## DOCUMENT TEXT

* * * * * * *

Running groups, both online and offline, are a great resource for any runner, irrespective of their experience or expertise. They lend solid support and also a sense of community. But there’s a flip side too—you’d often receive a whole lot of conflicting information that is likely to leave even the earnest of runners discombobulated. There were a few facts about running that were handed down to me when I started out in 2008. I have put them to the test over the years, and here are some of my tried and tested conclusions.
You will lose toe nails: True. Some say wear shoes half a size bigger, others advise wearing shoes with a wide toe box (good luck finding those in regular retail channels in India) and others still tell you to run bare foot. But nothing works. No matter what you do, if you cover long distances you will eventually lose some toe nails and also end up with some black nails.

* * * * * * *

## GIVEN INFORMATION

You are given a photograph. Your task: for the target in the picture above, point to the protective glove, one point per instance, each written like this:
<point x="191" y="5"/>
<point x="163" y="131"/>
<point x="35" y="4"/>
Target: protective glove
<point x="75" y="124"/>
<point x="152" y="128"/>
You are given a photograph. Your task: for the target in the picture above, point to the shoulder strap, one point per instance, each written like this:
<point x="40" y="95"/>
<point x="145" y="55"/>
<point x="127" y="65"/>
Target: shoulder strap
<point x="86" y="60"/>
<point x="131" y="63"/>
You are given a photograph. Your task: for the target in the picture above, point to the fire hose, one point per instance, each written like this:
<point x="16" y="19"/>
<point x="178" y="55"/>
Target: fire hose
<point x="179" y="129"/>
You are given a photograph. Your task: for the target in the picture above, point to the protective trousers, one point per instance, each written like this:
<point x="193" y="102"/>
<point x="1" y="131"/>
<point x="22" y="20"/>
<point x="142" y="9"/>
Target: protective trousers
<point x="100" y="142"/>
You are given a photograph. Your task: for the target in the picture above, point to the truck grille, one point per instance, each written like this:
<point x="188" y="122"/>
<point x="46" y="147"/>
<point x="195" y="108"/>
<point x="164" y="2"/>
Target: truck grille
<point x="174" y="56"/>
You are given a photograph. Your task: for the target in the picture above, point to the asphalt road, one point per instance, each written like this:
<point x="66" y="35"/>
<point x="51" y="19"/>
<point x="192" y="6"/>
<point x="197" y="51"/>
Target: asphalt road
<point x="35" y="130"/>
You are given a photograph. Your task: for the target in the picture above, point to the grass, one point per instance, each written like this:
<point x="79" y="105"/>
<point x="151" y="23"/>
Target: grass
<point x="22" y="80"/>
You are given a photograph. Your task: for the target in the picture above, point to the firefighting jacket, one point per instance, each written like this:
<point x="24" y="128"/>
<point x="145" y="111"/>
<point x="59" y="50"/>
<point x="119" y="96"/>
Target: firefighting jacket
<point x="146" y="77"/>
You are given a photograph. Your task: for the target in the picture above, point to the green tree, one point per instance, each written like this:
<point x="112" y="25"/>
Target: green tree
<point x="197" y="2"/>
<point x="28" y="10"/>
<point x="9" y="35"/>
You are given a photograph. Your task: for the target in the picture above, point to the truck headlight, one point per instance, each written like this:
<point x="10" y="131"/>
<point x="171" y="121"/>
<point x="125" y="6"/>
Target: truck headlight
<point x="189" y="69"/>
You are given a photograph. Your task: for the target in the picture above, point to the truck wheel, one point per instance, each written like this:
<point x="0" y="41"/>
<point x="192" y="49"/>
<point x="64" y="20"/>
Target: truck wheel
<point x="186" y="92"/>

* * * * * * *

## TASK DIRECTIONS
Copy out the entire passage above about running groups and tested running advice, word for word.

## RESULT OF THIS EXERCISE
Running groups, both online and offline, are a great resource for any runner, irrespective of their experience or expertise. They lend solid support and also a sense of community. But there’s a flip side too—you’d often receive a whole lot of conflicting information that is likely to leave even the earnest of runners discombobulated. There were a few facts about running that were handed down to me when I started out in 2008. I have put them to the test over the years, and here are some of my tried and tested conclusions.
You will lose toe nails: True. Some say wear shoes half a size bigger, others advise wearing shoes with a wide toe box (good luck finding those in regular retail channels in India) and others still tell you to run bare foot. But nothing works. No matter what you do, if you cover long distances you will eventually lose some toe nails and also end up with some black nails.